REQUIRED WORK
Determine how many lines in the entries below contain the string "storm", matching case exactly, and state only that number.

Dataset rows on where objects appear:
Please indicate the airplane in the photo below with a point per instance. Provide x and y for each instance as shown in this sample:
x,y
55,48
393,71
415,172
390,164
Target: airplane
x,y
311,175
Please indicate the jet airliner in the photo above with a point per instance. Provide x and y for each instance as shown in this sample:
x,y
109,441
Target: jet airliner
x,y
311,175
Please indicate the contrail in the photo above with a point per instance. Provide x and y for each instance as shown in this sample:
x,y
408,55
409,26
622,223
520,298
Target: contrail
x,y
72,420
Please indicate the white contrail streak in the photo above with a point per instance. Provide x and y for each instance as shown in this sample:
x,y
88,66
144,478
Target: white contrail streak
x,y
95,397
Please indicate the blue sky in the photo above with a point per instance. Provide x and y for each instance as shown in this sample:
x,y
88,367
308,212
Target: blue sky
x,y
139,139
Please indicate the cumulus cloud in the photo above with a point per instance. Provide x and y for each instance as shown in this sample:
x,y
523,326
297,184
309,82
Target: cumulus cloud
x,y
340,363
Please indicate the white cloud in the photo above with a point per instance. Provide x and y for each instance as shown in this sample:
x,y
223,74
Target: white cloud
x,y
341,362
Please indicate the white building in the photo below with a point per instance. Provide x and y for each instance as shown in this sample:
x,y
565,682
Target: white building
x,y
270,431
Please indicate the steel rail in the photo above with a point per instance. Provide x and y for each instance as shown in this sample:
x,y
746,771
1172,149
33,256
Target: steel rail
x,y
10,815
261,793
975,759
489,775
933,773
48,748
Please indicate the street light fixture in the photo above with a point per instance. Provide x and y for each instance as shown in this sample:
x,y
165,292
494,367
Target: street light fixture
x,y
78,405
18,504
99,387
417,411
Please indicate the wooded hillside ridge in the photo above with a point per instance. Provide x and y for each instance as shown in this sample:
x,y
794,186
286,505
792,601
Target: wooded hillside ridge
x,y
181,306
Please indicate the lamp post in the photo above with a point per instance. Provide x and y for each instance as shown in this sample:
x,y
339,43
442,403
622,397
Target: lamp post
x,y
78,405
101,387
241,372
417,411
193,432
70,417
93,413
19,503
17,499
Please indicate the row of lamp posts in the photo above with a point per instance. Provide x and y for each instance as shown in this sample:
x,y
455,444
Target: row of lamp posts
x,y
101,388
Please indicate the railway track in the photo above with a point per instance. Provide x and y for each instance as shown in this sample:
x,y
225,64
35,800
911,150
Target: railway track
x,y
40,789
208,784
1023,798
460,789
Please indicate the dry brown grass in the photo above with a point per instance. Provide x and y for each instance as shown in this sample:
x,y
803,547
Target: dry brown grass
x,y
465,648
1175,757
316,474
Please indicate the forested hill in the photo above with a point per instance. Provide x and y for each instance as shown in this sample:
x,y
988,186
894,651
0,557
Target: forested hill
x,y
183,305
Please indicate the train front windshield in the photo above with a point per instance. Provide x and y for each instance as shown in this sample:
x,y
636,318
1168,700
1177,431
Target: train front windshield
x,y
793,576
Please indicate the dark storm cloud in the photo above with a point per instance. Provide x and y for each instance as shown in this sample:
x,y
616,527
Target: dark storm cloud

---

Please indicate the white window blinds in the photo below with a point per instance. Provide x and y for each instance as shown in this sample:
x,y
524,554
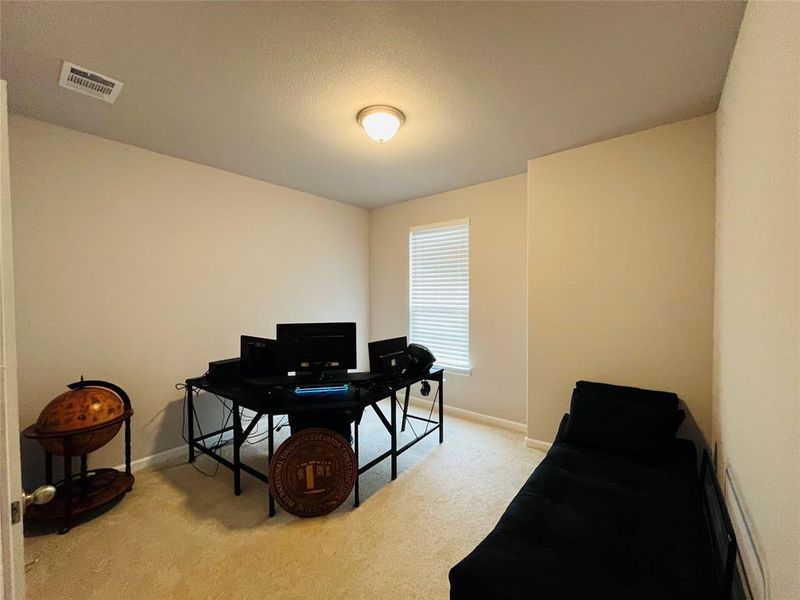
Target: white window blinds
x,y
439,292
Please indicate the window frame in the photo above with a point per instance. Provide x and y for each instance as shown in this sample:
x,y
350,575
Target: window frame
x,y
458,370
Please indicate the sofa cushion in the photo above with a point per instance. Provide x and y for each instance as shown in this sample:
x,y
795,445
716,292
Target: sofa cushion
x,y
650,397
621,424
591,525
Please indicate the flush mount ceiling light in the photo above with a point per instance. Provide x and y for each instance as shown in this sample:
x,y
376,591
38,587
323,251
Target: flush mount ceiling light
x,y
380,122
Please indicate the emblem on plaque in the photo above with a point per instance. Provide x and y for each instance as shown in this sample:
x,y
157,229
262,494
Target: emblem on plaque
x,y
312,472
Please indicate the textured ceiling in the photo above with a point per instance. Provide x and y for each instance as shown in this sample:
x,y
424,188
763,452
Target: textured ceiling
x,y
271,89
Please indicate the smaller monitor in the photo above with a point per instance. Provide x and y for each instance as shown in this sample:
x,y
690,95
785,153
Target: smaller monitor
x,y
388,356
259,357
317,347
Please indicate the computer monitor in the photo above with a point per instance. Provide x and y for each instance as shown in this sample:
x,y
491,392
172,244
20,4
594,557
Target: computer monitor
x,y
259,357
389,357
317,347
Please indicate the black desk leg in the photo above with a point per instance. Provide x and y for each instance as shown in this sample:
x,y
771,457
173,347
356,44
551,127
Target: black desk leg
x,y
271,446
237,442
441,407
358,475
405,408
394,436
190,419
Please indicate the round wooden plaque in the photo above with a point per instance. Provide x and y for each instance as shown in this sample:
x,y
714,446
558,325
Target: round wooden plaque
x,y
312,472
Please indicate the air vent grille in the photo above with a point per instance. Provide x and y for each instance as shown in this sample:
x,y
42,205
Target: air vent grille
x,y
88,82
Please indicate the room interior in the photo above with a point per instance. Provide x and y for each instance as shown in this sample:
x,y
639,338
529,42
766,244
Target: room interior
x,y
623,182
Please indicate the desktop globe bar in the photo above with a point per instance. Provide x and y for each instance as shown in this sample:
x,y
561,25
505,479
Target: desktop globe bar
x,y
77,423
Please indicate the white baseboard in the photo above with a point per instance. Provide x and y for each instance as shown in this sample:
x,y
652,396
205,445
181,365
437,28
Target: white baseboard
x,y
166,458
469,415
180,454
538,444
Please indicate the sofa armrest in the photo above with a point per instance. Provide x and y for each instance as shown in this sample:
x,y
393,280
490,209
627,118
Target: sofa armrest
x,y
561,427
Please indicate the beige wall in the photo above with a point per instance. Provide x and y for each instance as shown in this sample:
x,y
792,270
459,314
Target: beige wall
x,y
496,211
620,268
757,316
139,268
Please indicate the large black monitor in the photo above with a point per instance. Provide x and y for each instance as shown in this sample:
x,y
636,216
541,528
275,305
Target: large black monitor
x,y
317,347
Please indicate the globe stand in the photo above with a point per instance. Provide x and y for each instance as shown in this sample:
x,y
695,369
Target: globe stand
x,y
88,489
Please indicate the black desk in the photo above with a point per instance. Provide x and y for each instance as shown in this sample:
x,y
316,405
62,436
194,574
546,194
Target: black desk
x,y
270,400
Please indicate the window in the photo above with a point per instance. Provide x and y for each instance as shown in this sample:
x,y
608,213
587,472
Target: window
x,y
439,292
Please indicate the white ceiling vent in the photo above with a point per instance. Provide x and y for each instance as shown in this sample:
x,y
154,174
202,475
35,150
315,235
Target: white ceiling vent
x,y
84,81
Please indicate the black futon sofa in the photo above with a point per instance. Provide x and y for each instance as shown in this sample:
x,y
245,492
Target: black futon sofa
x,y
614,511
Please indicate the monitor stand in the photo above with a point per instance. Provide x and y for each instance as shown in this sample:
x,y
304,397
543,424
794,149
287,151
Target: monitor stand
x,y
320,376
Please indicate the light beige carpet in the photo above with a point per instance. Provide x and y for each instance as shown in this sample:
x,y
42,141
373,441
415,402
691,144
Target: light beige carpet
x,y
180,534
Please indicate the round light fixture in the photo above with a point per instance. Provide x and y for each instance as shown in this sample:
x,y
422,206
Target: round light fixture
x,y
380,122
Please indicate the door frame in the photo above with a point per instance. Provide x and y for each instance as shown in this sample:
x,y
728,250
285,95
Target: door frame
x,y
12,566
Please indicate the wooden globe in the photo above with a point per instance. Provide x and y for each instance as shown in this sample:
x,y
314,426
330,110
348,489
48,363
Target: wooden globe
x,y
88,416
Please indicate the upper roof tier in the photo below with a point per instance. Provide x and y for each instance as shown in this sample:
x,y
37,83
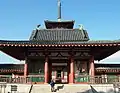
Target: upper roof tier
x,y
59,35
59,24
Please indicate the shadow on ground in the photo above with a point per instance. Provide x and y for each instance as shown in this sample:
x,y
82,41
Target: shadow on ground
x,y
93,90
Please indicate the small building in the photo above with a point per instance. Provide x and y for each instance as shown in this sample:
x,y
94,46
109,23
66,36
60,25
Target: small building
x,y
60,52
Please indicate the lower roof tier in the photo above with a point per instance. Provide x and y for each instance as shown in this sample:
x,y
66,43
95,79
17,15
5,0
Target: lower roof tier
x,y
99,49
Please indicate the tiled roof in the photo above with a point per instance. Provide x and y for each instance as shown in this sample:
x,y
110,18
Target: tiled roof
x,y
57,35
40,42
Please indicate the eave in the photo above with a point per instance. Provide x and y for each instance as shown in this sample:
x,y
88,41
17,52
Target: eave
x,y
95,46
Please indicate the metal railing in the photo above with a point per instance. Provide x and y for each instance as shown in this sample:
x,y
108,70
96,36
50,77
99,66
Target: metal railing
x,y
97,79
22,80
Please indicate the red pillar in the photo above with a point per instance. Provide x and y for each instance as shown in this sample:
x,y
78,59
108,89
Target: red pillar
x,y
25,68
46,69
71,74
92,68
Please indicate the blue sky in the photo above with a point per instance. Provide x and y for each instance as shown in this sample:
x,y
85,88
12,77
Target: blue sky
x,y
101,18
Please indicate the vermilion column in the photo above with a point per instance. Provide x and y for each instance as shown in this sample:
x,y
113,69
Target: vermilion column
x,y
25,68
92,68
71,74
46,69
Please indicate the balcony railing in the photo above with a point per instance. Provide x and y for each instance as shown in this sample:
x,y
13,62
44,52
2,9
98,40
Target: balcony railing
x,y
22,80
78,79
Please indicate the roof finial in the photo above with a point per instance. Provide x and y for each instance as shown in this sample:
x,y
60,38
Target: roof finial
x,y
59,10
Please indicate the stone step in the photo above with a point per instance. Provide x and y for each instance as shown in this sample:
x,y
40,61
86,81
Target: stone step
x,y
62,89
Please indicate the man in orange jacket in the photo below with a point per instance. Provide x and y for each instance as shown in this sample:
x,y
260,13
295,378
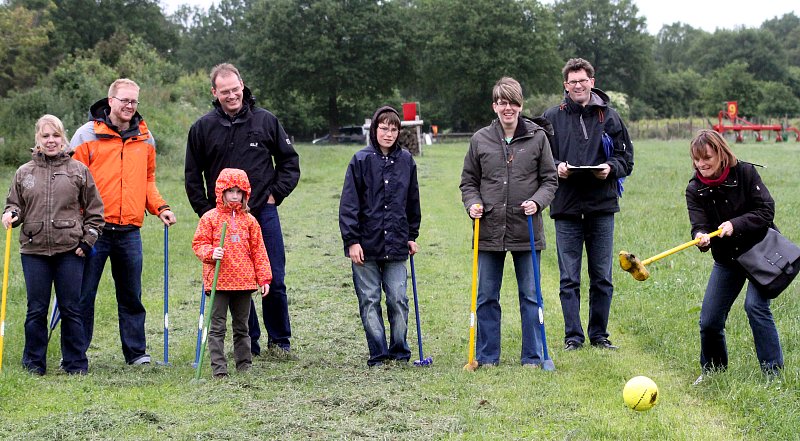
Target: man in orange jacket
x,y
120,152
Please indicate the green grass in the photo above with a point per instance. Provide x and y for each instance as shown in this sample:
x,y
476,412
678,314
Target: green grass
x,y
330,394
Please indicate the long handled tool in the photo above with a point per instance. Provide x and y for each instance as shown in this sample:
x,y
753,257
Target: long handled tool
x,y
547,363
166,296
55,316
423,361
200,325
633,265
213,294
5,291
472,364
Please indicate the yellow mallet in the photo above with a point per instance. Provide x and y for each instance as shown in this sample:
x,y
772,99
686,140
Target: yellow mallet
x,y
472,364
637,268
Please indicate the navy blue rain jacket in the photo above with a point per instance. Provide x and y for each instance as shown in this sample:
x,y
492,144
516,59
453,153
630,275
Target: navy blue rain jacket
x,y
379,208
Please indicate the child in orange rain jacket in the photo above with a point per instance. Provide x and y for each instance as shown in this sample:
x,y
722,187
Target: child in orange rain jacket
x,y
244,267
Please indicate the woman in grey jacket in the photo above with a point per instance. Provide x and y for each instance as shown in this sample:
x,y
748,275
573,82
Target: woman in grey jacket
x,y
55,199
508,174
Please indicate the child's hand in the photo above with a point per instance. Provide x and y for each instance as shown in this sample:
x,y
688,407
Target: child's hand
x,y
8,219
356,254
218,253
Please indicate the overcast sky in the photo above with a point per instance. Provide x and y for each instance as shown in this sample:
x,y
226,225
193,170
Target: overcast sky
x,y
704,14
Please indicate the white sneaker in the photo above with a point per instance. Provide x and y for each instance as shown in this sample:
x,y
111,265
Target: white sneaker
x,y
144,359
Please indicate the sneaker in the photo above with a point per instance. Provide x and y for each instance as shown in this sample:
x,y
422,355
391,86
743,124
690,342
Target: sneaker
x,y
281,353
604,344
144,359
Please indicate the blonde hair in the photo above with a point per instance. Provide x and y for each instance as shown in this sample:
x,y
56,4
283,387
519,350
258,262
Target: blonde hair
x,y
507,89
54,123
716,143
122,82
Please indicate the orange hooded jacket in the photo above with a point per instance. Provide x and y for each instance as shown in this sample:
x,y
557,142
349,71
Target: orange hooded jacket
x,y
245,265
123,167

THE SOLUTION
2